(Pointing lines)
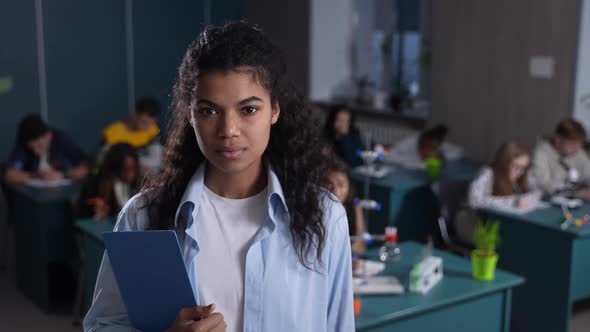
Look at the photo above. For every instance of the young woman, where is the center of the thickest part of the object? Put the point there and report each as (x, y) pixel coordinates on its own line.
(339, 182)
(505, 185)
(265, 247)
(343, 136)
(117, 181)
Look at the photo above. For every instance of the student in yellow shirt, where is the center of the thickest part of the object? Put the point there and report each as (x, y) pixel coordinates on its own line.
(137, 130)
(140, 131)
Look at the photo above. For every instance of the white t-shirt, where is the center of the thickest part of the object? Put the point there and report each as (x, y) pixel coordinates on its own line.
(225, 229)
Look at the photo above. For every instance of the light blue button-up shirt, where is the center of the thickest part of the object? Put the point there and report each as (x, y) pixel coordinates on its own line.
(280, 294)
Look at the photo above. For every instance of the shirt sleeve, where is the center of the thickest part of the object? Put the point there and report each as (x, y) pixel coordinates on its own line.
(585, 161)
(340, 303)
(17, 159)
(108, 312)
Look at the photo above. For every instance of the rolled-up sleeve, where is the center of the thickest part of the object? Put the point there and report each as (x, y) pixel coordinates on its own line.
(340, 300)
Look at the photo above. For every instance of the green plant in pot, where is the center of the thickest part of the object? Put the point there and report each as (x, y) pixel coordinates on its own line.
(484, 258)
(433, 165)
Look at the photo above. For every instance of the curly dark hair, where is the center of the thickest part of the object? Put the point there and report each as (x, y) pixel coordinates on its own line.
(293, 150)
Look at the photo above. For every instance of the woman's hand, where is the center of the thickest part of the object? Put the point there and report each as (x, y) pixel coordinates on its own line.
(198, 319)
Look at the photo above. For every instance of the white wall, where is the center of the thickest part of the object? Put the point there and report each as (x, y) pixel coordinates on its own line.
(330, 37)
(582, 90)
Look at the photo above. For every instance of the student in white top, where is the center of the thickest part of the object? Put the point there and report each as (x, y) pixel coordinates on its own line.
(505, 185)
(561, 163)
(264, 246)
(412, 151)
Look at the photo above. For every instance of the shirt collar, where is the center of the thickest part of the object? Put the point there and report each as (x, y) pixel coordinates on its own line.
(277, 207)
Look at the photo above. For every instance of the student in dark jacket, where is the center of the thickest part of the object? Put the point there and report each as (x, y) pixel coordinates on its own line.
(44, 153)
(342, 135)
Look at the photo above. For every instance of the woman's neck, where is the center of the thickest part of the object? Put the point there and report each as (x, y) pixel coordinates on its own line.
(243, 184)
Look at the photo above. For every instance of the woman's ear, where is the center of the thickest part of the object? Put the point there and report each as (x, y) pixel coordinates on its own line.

Instructions to follow
Rewrite all of the lines above as a JSON list of strings, one string per line, skipping blank lines. Leave the pictures out.

Task answer
[
  "Look at the photo above. For every instance of the young woman, where is the center of the thickest part of the object? Put the point there and report each as (x, y) pixel coordinates on its own line.",
  "(339, 182)",
  "(505, 185)",
  "(265, 247)",
  "(343, 136)",
  "(117, 181)",
  "Look at the photo above. For every instance of the student in yellow shirt, where is the center of the thickest part of the object? Put the point there and report each as (x, y) pixel coordinates on its own line.",
  "(137, 130)",
  "(140, 131)",
  "Look at the photo above. For every instance of the white t-shirt, where is the center of the thickest part of the object? Put the point there and report each as (x, y) pixel coordinates on its own line.",
  "(225, 229)",
  "Look at the photo above. For every instance of the light blue button-up shirt, where is the center of the thickest part of the object? Put the point there and report each as (x, y) pixel coordinates on its own line.",
  "(280, 294)",
  "Look at the photo above. For every instance of the shirt sleeve, where is the center of the thickest part of the object? Put the point there and report each as (x, y) pixel coordinates on its own line.",
  "(585, 161)",
  "(340, 303)",
  "(17, 159)",
  "(108, 312)",
  "Look at the photo above. For every instance of the rolled-up sleeve, where is the center of the thickest part of the object? Put the point there and report each as (x, y) pixel coordinates on its own line.",
  "(340, 300)",
  "Look at the photo above. For every instance of the green plant in pot, where is the center of the thickest part of the object? Put the point there and report each as (x, y) pixel coordinates on its own line.",
  "(484, 258)",
  "(433, 165)",
  "Look at the photo above. For every instance of the curly dark hair, where is the center of the thickest part of the object? Put the point there and report each as (x, y) pixel coordinates on its own line.",
  "(293, 150)",
  "Look at the photo above. For every instance of the woman's hand, where is the center of the thickest part of the object? Put the point there and report each as (x, y) pixel coordinates on its own line.",
  "(198, 319)",
  "Look at the photo above. For every instance of the white wall, where is the center of the thickest part of the object? Put the point there and report each as (x, y) pixel coordinates on its own line.",
  "(330, 37)",
  "(582, 90)",
  "Look at the photo above. For every instance of the student in white top, where is the center of the thickest part of the object? Put the point there and report each as (x, y) pixel coordinates on its own line.",
  "(505, 185)",
  "(561, 163)",
  "(264, 246)",
  "(412, 151)",
  "Look at the photo above. For every instance of the shirt collar, where is the center of the thickest part of the object? Put the point there and report each as (x, y) pixel coordinates on its own line.",
  "(277, 207)",
  "Look at the photo above. For every instance of the student in dark jacket, where is the center of the thickest part of the object? Put the point there and report each as (x, y) pixel coordinates on its own line.",
  "(44, 153)",
  "(342, 135)",
  "Look at the photo above. For every instance of the woman's neck, where is the center of the thickest part of the object? Put the point there and report each as (x, y) pixel coordinates on its own line.",
  "(243, 184)",
  "Look at the photo above. For every instance of the woman's ear, where is the center of the thickest part of the object? Put the point there and report each as (x, y) pixel coordinates on its own line."
]